Exercise:
Where does the string "tank" appear in the records? Copy each line that holds it.

** Exercise material follows **

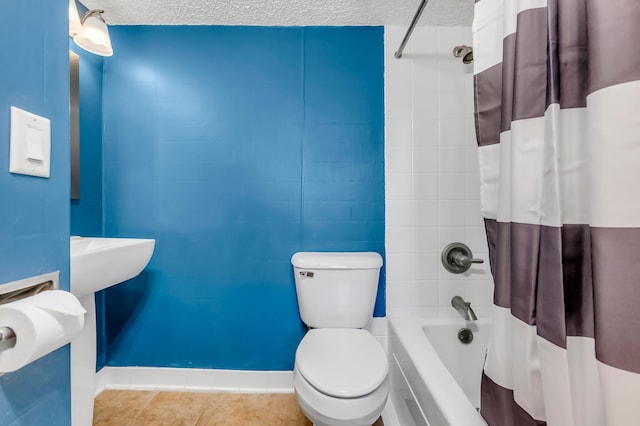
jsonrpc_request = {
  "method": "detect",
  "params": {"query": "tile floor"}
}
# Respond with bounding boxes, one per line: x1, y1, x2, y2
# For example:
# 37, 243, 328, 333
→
93, 390, 384, 426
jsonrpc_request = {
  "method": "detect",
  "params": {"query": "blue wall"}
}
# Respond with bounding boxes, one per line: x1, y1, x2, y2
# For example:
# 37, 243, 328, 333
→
101, 26, 385, 370
0, 0, 71, 424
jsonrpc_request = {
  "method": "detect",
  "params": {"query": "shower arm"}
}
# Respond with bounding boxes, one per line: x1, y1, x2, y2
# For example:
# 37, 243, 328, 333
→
394, 0, 431, 59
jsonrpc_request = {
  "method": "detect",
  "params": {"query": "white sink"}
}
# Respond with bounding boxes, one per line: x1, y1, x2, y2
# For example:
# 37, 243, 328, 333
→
70, 236, 155, 298
69, 236, 155, 426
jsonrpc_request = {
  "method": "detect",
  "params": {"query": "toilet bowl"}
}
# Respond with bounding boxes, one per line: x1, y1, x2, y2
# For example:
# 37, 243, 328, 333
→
291, 252, 387, 426
294, 329, 388, 426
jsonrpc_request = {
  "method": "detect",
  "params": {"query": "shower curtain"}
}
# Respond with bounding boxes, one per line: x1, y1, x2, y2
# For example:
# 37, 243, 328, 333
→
473, 0, 640, 425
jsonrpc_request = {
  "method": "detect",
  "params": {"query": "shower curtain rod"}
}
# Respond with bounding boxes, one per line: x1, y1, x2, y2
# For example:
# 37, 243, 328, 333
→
394, 0, 430, 59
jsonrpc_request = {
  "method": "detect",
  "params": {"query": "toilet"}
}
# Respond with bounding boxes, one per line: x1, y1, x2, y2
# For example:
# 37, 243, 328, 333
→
291, 252, 388, 426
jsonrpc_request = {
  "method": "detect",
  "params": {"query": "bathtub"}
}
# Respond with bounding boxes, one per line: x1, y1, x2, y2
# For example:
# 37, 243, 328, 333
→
388, 317, 491, 426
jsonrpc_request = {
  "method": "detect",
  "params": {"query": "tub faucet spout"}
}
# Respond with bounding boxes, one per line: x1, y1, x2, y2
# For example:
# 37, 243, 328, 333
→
451, 296, 478, 321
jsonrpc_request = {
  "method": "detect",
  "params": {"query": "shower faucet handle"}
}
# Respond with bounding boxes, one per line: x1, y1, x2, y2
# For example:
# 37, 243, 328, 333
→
451, 252, 484, 267
441, 243, 484, 274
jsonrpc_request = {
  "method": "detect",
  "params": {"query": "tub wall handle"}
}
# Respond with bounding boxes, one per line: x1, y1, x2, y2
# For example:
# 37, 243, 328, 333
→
441, 243, 484, 274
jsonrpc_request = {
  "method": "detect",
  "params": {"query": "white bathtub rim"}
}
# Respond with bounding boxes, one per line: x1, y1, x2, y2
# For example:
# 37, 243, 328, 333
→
390, 317, 489, 426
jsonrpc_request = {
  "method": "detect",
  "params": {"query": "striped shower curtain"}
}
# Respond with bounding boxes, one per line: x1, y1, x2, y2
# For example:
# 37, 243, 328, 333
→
473, 0, 640, 425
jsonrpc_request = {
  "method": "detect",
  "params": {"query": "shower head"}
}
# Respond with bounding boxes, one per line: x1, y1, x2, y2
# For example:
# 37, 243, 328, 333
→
453, 45, 473, 64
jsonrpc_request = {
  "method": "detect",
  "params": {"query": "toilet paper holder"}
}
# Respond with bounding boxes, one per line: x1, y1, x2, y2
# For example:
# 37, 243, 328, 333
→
0, 271, 60, 352
0, 328, 16, 351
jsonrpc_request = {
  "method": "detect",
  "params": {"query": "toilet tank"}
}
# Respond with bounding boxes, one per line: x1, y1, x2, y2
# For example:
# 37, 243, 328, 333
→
291, 252, 383, 329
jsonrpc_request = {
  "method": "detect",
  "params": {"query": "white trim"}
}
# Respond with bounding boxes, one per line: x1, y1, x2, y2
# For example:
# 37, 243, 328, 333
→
95, 367, 107, 397
95, 367, 294, 395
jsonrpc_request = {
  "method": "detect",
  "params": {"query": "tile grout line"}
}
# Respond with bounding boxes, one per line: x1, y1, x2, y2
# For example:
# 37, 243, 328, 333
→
130, 391, 160, 426
193, 399, 209, 426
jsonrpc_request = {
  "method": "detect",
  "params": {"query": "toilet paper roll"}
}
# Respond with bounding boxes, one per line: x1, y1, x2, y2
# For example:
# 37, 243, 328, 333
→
0, 290, 86, 373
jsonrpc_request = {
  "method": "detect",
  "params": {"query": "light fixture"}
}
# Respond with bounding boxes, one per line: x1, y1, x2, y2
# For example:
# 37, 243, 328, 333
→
73, 9, 113, 57
68, 0, 82, 36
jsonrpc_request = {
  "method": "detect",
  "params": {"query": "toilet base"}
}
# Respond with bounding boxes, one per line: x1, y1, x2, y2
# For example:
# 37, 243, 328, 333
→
298, 397, 385, 426
294, 367, 389, 426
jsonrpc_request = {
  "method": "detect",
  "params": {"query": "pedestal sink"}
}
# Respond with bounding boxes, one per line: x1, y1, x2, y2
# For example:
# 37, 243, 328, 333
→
70, 237, 155, 426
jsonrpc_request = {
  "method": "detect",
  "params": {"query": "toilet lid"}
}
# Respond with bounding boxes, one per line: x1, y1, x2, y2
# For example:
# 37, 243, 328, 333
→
295, 329, 388, 398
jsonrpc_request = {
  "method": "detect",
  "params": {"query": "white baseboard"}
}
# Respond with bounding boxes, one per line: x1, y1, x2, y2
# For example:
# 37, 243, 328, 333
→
95, 367, 293, 396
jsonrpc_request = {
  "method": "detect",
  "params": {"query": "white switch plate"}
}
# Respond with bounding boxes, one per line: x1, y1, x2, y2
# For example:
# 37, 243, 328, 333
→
9, 106, 51, 178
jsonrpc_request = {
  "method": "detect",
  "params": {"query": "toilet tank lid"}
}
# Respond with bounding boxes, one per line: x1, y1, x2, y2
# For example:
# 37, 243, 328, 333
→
291, 252, 382, 269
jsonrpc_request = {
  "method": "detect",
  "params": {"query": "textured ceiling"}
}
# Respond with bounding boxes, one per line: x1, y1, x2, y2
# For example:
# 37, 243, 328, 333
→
79, 0, 473, 26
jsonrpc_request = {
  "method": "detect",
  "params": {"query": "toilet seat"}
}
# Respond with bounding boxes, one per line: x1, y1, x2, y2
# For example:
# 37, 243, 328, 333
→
294, 365, 389, 426
295, 328, 388, 398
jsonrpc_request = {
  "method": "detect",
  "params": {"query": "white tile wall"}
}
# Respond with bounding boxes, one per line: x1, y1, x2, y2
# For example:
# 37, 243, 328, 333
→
384, 26, 493, 318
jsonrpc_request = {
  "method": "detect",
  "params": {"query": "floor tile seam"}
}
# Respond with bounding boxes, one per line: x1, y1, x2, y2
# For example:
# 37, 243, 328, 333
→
193, 402, 211, 426
131, 390, 161, 425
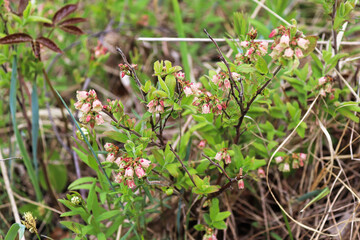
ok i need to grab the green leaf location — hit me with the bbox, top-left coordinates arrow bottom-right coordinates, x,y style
237,64 -> 255,73
68,177 -> 96,190
300,187 -> 330,212
210,198 -> 220,220
31,82 -> 39,179
27,16 -> 52,24
255,56 -> 268,74
165,74 -> 176,98
158,76 -> 170,97
23,1 -> 32,19
97,210 -> 121,222
5,223 -> 25,240
10,56 -> 42,200
215,211 -> 231,221
104,130 -> 129,143
302,36 -> 318,56
212,221 -> 227,230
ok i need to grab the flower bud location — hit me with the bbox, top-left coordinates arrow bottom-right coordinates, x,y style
283,48 -> 294,58
125,167 -> 134,177
74,101 -> 83,110
95,114 -> 104,125
92,99 -> 103,112
280,35 -> 290,46
76,91 -> 89,101
80,103 -> 92,113
214,152 -> 222,161
275,156 -> 283,163
104,143 -> 114,152
269,29 -> 278,38
224,154 -> 231,164
295,48 -> 303,58
238,179 -> 245,189
197,140 -> 206,149
139,158 -> 151,168
258,168 -> 265,178
283,162 -> 290,172
297,38 -> 309,49
202,104 -> 211,114
135,166 -> 146,178
115,173 -> 123,183
71,196 -> 82,205
106,153 -> 115,162
184,86 -> 193,97
126,179 -> 136,188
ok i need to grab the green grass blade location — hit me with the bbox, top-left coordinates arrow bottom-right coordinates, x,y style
31,82 -> 39,176
300,187 -> 330,212
9,55 -> 42,200
172,0 -> 191,79
281,209 -> 294,240
53,89 -> 115,191
4,223 -> 25,240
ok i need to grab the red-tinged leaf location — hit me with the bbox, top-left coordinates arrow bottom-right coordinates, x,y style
31,41 -> 41,59
58,17 -> 86,26
303,36 -> 318,56
0,33 -> 33,44
60,25 -> 84,35
43,23 -> 54,28
18,0 -> 29,15
52,4 -> 78,24
36,37 -> 63,53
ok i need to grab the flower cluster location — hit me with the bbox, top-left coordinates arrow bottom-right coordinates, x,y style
118,63 -> 138,78
104,143 -> 151,189
318,76 -> 334,99
147,98 -> 166,114
71,196 -> 82,205
203,228 -> 217,240
237,168 -> 244,189
235,39 -> 268,63
214,149 -> 231,164
197,139 -> 207,149
21,212 -> 38,234
269,25 -> 310,61
180,77 -> 227,115
211,72 -> 232,91
74,90 -> 104,128
94,40 -> 108,58
275,153 -> 306,172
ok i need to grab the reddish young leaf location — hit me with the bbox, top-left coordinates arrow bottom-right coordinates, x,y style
52,4 -> 78,24
18,0 -> 29,15
60,25 -> 84,35
43,23 -> 54,28
58,17 -> 86,26
31,41 -> 41,59
36,37 -> 63,53
0,33 -> 33,44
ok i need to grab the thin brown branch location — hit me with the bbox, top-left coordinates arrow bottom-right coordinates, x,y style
102,109 -> 162,148
169,144 -> 197,187
234,65 -> 282,144
203,29 -> 244,111
202,153 -> 231,181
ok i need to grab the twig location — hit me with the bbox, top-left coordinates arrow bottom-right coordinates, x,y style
115,47 -> 145,98
234,65 -> 282,144
102,109 -> 162,148
0,152 -> 25,240
206,178 -> 238,200
203,29 -> 243,110
12,191 -> 63,215
202,154 -> 231,181
169,144 -> 197,187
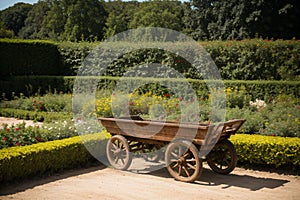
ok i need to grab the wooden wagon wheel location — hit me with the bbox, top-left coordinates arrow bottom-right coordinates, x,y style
207,139 -> 237,174
165,140 -> 202,182
106,135 -> 132,170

** End of Exercise material **

Exercise output:
  "params": {"query": "toilet tank"}
  "params": {"query": "toilet tank lid"}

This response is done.